# [To do]
a) Translate this sentence from the horse coat color thread into Spanish: "It has stayed no matter what."
b) Pull out every line of the rows that contains the word "wall", matching case exactly.

Grays change colors every year. First, they lighten up until they are white or nearly white and then, the ones that are going to get 'flea bitten' specks, will get more of them every year.


----------



## ThirteenAcres (Apr 27, 2012)

Cherie, yes, she does have a grey parent. Her sire is listed as grey on his pedigree and on the profile for the ranch that owned him. His pedigree can be found here. Aust N Duke Quarter Horse

I'm attaching some photos so you can see what I mean by the markings I'm seeing. They very well may just be seasonal. The only mark I've noticed that she keeps no matter what changes her coat goes through that is NOT listed on her papers is a white oval on her hindquarters. It has stayed no matter what.




























And this picture just kinda shows how her legs have started to get lighter. I figured it was seasonal, but wasn't sure at what point I should send in the corrections and pictures.


----------



## Ripper (Apr 1, 2012)

My show gelding was listed as a red dun.

He was a red roan.

The only slight problem was at the world show.

Then it was cleared up.....it was a little stressful.

# [Record set]

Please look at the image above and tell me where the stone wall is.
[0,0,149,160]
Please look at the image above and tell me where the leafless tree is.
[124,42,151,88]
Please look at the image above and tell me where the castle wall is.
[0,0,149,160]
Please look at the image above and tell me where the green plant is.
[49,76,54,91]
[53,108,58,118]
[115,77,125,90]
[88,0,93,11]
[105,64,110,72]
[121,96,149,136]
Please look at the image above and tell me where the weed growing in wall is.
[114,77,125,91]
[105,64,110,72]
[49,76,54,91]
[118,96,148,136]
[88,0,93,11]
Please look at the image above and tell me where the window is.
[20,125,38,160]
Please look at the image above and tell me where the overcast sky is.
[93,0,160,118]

# [Task-by-task results]
a) Se ha mantenido pase lo que pase.

b)
Please look at the image above and tell me where the stone wall is.
Please look at the image above and tell me where the castle wall is.
Please look at the image above and tell me where the weed growing in wall is.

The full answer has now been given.